• **WHAT THIS TASK INVOLVES**:
Starting with the line that contains "Query: bird's reflection", copy every remaining line of the data below exactly, the last one included.

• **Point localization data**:

------------------------------------

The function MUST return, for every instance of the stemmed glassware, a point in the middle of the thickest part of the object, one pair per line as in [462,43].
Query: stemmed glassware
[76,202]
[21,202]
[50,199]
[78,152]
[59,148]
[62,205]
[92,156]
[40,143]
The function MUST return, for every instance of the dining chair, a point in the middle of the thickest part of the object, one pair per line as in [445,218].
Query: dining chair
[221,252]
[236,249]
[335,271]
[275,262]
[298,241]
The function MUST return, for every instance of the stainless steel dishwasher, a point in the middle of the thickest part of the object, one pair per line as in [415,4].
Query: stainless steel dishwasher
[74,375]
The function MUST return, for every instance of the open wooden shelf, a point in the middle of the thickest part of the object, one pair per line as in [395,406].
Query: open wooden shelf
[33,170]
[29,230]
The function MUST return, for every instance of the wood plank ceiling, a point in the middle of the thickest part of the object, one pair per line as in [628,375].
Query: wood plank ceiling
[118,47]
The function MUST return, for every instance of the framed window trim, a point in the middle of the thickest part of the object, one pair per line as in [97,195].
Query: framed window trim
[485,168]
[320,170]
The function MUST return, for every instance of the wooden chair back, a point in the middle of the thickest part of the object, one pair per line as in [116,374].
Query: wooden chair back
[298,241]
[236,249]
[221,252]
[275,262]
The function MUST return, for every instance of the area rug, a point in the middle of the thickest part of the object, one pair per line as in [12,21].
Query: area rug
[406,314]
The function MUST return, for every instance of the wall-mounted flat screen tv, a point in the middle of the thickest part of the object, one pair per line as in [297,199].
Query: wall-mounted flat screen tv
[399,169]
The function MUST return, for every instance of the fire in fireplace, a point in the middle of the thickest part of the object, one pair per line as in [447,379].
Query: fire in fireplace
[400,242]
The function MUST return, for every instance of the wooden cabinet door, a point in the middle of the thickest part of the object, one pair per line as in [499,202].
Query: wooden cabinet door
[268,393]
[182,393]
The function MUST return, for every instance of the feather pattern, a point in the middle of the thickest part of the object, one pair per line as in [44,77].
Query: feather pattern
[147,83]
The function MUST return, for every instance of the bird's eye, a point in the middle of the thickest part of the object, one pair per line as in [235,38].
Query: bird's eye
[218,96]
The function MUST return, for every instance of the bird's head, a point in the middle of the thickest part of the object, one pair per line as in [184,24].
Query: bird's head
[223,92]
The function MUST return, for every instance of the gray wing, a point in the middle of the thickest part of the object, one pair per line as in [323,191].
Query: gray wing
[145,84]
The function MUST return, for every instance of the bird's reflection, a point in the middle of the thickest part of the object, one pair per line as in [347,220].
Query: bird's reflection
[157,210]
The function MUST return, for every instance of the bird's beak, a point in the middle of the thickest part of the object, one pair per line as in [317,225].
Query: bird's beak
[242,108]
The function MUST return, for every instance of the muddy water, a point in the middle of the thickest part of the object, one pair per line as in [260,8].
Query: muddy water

------------------------------------

• **RESULT BELOW**:
Query: bird's reflection
[157,210]
The function MUST return, for every instance of the bird's beak, a point in the middle of the thickest part of the object, one pair per line as in [317,225].
Query: bird's beak
[242,108]
The function MUST return, for every instance of the muddy water, a point in the middle of the thickest part of the object, one pair per line as in [260,8].
Query: muddy water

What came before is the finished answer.